• _Description of the task_
In the data that follows, find the line containing "of the stacked"; then quote that line and every line after it, exactly, through the last one.

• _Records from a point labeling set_
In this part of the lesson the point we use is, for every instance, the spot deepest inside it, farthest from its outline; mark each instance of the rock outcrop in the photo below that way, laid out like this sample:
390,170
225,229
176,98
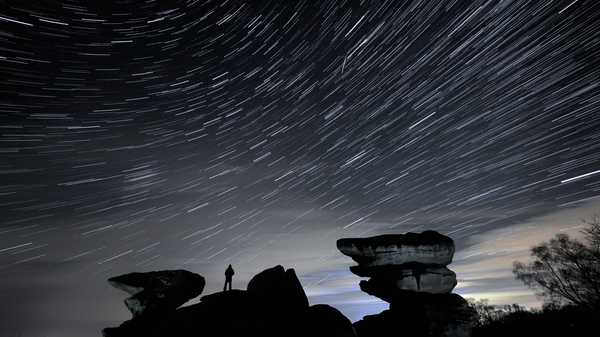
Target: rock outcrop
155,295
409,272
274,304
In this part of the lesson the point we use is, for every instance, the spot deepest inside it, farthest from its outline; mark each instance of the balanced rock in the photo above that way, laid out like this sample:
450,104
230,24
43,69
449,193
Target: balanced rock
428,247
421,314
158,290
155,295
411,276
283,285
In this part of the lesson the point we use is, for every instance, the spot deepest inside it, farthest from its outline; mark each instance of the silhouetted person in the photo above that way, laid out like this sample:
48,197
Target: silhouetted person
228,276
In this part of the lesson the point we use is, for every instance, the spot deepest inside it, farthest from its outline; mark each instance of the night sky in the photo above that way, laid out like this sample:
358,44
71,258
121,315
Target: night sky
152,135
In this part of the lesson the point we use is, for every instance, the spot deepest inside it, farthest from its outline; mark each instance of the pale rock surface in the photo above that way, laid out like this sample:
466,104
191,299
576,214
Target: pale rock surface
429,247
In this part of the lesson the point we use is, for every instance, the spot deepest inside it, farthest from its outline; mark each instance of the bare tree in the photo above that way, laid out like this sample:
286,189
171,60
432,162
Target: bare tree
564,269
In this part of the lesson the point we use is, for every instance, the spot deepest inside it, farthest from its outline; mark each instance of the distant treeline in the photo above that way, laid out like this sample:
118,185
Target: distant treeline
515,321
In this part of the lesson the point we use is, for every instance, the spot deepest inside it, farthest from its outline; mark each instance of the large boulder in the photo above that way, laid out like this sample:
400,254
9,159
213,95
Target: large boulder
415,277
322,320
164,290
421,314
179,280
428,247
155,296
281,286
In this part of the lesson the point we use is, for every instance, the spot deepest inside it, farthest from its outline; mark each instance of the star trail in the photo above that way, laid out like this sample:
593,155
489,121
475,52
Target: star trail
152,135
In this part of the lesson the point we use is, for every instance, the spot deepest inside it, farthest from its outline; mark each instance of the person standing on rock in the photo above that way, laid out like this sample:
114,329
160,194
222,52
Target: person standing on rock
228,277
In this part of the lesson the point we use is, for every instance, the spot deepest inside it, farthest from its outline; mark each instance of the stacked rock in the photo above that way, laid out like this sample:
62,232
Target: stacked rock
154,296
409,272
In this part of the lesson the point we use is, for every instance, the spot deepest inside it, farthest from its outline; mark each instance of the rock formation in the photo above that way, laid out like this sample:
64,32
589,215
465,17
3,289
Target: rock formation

• _Final result_
In this part of the lesson the point we use is, for every instance, the spot deepest inside it, farthest from its outline; mark each instance of the stacked rock in the photo above that way, laid out like this sample:
62,232
Target: stacked rock
154,296
409,272
In this part of the lesson the point we use is, for every instance, the spot deepest inside it, farthest from its outline; mark each instance of the rock formation in the photo above that way, laid out like this sample:
64,32
589,215
465,17
3,289
Target: rock formation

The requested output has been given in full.